- Texte extrait -
Jérémie Foa – Tous Ceux Qui Tombent
J’ai peu eu l’occasion de lire cette année. L’esprit embrumé par une journée entière à parler, courir, n’est pas propice à la lecture. l’esprit qui n’est qu’à peine éclairé par le café du matin ne l’est pas non plus. Depuis un peu plus d’un an, de manière générale, je n’ai presque pas lu de livres, vu de films, écouté que peu de nouvelle musique.
Il y a un livre que j’ai feuilleté plus souvent que les autres. Un livre d’histoire ambitieux car doublé d’un puissant geste littéraire. Un livre sur le massacre de la Saint-Barthélemy. Je l’ai davantage feuilleté parce qu’un certain Eric Zemmour assurait que le massacre des hérétiques huguenots avait sauvé la France. Et je l’ai davantage feuilleté parce que je me demandais si nous pouvions pas basculer dans un contexte où la haine de l’autre, l’angoisse eschatologique, pouvaient déboucher sur des violences de masse. Un contexte où on arme 30 000 réservistes formés en dix jours et où des militants identitaires prétendent vouloir sauver le monde.
Plutôt qu’une lecture “verticale”, sur les causes immédiates et les enjeux politiques du massacre de la Saint-Barthélemy (le massacre de milliers, de dizaines de milliers de protestants en France, dans les derniers jours de l’été 1572), Jérémie Foa en propose une lecture “horizontale” : il veut comprendre qui sont les victimes, qui sont les tueurs, qui sont les auteurs des crimes de papiers, qui sont ceux qui sauvent et ceux qui condamnent, pendant une gigantesque tuerie. Quelques dizaines de chapitres retracent chacun un épisode de cet été infernal. Ce qu’il découvre en épluchant les archives judiciaires de la conciergerie, les inventaires après décès rédigés par des notaires, les martyrologues protestants bien plus pertinents qu’on pourrait le penser, résonne beaucoup avec des réflexions qui ont marqué sa génération de chercheurs : il multiplie les références, les citations, à l’histoire de la Shoah, du génocide tutsi… Il est question d’un massacre perpétré par des hommes tout aussi “ordinaires” que les massacreurs nazis analysés par Browning : ce sont des personnes parfois aisées, souvent fort bien intégrées à leurs paroisses. Ailleurs, une citation de l’historienne Hélène Dumas ouvre un chapitre évoquant les “massacres de proximité”.
Car c’est ça qui est si étrange et surprenant, avec cette analyse au ras du sol : la Saint-Barth’, c’est des voisins qui massacrent leurs voisins. Les tueurs vivent dans la même rue que les victimes. Encore plus vertigineux : ce sont des gens méfiants et inquiets qui entendent leur voisin catholique frapper à leur porte, criant qu’ils vont les égorger… Et les huguenots viennent leur ouvrir la porte. Pourquoi ? Parce que les protestants de la seconde moitié du XVIe siècle sont habitués aux menaces des catholiques zélés et surarmés (un des plus zélés d’entre eux possède des épées, des hallebardes, des pistolets et des arquebuses chez lui). Ils se disent qu’au pire, ils passeront deux semaines au cachot pour avoir rompu le carême. Or, cette persécution a une autre conséquence : “le massacre, sans être prémédité, a été préparé de longue date”. Les tueurs connaissent le nom, l’adresse, même le visage de leurs victimes. Ils les ont arrêté des dizaines, des centaines de fois.

- Lignes de données -
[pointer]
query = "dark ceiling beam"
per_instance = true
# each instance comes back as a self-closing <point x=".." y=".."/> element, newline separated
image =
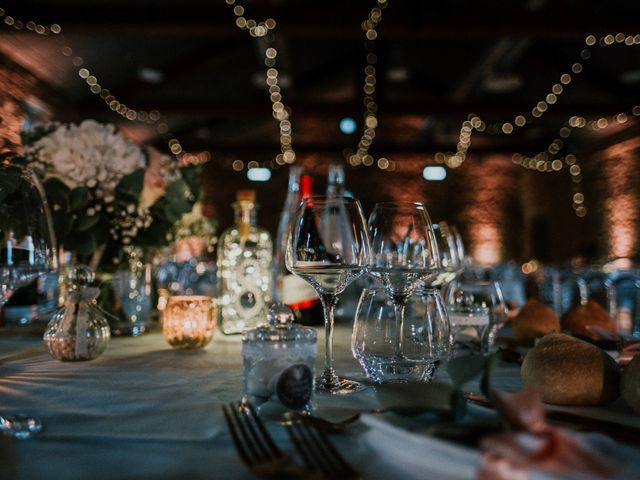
<point x="267" y="150"/>
<point x="302" y="20"/>
<point x="444" y="108"/>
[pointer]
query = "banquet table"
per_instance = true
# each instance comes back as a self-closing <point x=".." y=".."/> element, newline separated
<point x="145" y="410"/>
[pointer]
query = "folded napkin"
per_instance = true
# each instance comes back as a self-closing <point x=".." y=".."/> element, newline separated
<point x="408" y="455"/>
<point x="400" y="453"/>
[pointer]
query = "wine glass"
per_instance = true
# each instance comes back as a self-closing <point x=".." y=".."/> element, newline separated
<point x="476" y="311"/>
<point x="426" y="336"/>
<point x="328" y="246"/>
<point x="451" y="265"/>
<point x="28" y="248"/>
<point x="404" y="254"/>
<point x="27" y="252"/>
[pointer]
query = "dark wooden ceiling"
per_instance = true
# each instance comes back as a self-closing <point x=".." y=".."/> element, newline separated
<point x="438" y="62"/>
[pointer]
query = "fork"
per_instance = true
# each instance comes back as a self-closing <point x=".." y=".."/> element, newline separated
<point x="254" y="444"/>
<point x="317" y="452"/>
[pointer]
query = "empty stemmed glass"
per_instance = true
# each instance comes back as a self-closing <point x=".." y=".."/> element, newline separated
<point x="404" y="254"/>
<point x="328" y="246"/>
<point x="27" y="252"/>
<point x="451" y="264"/>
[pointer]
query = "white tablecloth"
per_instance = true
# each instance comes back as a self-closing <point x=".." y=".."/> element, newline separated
<point x="144" y="410"/>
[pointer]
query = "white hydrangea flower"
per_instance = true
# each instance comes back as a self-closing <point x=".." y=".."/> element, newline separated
<point x="89" y="154"/>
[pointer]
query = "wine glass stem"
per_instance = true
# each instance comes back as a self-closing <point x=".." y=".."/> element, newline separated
<point x="329" y="377"/>
<point x="398" y="307"/>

- Consigne de travail -
Reproduisez le passage du texte sur la Saint-Barthélemy compris entre « Il y a un livre » et « sauver le monde. », ces deux segments inclus.

- Réponse proposée -
Il y a un livre que j’ai feuilleté plus souvent que les autres. Un livre d’histoire ambitieux car doublé d’un puissant geste littéraire. Un livre sur le massacre de la Saint-Barthélemy. Je l’ai davantage feuilleté parce qu’un certain Eric Zemmour assurait que le massacre des hérétiques huguenots avait sauvé la France. Et je l’ai davantage feuilleté parce que je me demandais si nous pouvions pas basculer dans un contexte où la haine de l’autre, l’angoisse eschatologique, pouvaient déboucher sur des violences de masse. Un contexte où on arme 30 000 réservistes formés en dix jours et où des militants identitaires prétendent vouloir sauver le monde.